How to Become a Wastewater Treatment Engineer

How to Become a Wastewater Treatment Engineer: Career Path Guide

If you want to become a wastewater treatment engineer, you first need to determine if this career path is a good fit for you. If the following description sounds like you, then you’re probably well suited for a career as a wastewater treatment engineer:


Those who become wastewater treatment engineers are strong in academics and are emotionally stable, as this is required to complete short and long-term tasks.


They have a keen interest in the environment, and are passionate about their work. Wastewater treatment engineers must be comfortable interacting with a broad range of professionals, and sharing their opinions and ideas with them.


Below we've outlined what you'll need to begin a career as a wastewater treatment engineer. We've also included helpful information for this career, such as job description, job duties, salary expectations, a list of possible employers and much more!



Education Needed to Become a Wastewater Treatment Engineer

To get a job as a wastewater treatment engineer, you typically need at least a Bachelor of Engineering (BEng) degree from an accredited university in one of the following fields.


• Mechanical Engineering

• Civil Engineering

• Environmental Engineering

• Chemical Engineering


In order to work as a wastewater treatment engineer, you must be registered as a Professional Engineer with your provincial or state association. Requirements for professional status vary among provinces and states.




Wastewater Treatment Engineer Job Description

Wastewater engineers are responsible for planning and designing all processes, structures and facilities involved in the treatment, distribution, and collection of wastewater. Waste treatment engineers work with government agencies and private industry on projects of all sizes and scales, including designing small package plants as well as large municipal and industrial treatment facilities, pumping stations, reservoirs, distribution systems, and sewers. 



Wastewater Treatment Engineer Job Duties

• Design lift stations, water wells and pump stations

• Oversee the pre-design and construction of new equipment

• Analyze the amount of power consumed during the storage and treatment of wastewater

• Build and maintain relationships with government officials

• Identify opportunities for winning new contracts

• Work with modeling software to document the wastewater treatment process



Where Do Wastewater Treatment Engineers Work?

Set exercise = Please copy everything in the career guide from "They have a" down to "the following fields.", swapping "opinions" for "views".

Given entries =
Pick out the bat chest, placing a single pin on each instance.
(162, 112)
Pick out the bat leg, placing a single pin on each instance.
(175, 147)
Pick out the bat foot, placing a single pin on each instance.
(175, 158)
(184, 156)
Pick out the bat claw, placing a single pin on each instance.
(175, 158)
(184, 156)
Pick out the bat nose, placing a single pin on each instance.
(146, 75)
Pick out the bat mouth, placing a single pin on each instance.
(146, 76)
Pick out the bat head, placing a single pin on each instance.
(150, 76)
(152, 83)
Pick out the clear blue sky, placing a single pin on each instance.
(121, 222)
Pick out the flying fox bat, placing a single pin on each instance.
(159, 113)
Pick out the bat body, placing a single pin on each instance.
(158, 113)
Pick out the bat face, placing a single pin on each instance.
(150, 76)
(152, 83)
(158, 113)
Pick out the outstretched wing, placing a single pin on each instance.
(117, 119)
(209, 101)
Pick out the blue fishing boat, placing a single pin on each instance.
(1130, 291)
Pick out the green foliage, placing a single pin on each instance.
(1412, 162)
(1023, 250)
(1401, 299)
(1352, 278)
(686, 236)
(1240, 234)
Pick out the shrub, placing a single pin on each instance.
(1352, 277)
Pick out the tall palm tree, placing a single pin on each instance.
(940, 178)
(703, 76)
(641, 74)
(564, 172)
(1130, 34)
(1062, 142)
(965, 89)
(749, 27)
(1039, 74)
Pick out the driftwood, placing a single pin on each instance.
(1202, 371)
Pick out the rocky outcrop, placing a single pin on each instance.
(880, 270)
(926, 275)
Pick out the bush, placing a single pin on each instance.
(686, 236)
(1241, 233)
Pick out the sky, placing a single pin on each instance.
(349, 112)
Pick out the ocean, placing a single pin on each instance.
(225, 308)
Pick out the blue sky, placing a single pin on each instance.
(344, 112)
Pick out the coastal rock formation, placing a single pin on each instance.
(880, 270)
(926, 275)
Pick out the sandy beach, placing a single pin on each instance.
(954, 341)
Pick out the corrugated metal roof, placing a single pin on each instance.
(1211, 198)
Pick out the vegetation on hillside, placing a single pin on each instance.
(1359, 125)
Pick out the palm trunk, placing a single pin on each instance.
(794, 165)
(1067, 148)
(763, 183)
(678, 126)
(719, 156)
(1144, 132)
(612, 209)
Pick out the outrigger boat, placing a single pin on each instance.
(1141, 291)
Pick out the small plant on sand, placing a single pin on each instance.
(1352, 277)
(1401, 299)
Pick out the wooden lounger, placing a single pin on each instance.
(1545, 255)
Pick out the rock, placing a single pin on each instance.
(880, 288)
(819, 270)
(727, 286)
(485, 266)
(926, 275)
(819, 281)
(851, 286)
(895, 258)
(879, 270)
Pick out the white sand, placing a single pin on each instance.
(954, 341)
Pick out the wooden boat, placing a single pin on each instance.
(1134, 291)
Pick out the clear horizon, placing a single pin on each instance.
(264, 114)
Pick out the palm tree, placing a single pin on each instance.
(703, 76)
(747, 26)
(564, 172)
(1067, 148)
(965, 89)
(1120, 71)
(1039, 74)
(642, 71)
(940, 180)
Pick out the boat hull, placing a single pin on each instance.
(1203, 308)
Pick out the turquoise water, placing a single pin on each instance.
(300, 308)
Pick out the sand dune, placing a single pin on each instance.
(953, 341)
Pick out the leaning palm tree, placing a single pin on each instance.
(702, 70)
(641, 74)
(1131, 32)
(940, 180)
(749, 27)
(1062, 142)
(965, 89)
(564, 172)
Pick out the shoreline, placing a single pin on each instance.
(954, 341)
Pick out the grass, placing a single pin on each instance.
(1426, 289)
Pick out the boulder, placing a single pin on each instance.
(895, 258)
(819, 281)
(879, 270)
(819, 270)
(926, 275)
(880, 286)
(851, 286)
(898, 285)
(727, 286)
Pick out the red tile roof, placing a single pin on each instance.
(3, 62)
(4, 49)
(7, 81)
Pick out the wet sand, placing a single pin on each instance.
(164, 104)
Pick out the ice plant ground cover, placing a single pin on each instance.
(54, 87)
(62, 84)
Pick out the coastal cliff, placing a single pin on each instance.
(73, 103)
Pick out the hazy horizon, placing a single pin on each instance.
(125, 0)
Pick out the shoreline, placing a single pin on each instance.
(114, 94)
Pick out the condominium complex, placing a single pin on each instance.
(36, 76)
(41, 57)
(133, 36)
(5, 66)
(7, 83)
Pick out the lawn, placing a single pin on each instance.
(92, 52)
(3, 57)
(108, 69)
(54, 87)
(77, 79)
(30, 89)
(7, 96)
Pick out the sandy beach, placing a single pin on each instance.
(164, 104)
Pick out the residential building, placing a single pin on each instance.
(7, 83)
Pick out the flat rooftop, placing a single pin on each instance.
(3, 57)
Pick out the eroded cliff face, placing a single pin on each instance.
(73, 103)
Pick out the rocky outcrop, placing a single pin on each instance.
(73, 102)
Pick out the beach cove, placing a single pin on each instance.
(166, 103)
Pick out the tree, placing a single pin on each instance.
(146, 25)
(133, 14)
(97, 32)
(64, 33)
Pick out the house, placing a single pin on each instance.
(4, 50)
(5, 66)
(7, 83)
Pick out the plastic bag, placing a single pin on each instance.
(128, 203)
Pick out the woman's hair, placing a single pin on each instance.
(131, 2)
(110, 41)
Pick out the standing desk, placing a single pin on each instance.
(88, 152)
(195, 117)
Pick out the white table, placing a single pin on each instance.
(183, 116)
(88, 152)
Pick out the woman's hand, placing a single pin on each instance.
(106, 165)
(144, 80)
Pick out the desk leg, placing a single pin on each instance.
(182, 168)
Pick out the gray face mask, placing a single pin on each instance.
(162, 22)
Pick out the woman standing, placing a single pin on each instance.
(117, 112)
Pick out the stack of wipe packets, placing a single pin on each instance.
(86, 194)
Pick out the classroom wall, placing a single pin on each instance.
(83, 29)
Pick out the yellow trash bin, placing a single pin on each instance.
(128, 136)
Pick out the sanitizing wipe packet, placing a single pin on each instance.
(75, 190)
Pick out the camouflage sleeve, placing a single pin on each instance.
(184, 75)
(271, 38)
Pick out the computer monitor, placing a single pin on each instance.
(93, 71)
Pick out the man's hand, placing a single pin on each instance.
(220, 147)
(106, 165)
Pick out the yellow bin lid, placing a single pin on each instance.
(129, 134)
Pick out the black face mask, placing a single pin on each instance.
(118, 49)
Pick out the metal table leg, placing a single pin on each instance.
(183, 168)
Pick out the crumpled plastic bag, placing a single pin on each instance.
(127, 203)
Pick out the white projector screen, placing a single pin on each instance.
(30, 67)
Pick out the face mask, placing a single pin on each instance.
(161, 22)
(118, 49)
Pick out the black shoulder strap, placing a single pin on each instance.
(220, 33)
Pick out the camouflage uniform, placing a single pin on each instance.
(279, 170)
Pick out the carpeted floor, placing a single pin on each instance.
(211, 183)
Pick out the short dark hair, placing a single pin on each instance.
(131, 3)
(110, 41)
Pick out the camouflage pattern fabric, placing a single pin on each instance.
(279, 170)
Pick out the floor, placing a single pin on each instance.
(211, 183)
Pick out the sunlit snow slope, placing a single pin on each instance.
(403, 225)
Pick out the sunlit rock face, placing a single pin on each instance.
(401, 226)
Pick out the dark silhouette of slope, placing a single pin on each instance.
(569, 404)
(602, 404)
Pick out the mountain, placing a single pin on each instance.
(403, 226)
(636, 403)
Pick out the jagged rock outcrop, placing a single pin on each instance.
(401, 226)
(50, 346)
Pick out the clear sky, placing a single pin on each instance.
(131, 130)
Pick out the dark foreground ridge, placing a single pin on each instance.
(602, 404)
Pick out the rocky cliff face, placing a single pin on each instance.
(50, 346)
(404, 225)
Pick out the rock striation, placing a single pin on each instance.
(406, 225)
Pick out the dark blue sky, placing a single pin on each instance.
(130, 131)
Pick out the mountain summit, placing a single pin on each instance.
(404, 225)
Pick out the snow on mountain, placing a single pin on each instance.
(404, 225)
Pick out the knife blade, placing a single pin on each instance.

Complete answer =
They have a keen interest in the environment, and are passionate about their work. Wastewater treatment engineers must be comfortable interacting with a broad range of professionals, and sharing their views and ideas with them.


Below we've outlined what you'll need to begin a career as a wastewater treatment engineer. We've also included helpful information for this career, such as job description, job duties, salary expectations, a list of possible employers and much more!



Education Needed to Become a Wastewater Treatment Engineer

To get a job as a wastewater treatment engineer, you typically need at least a Bachelor of Engineering (BEng) degree from an accredited university in one of the following fields.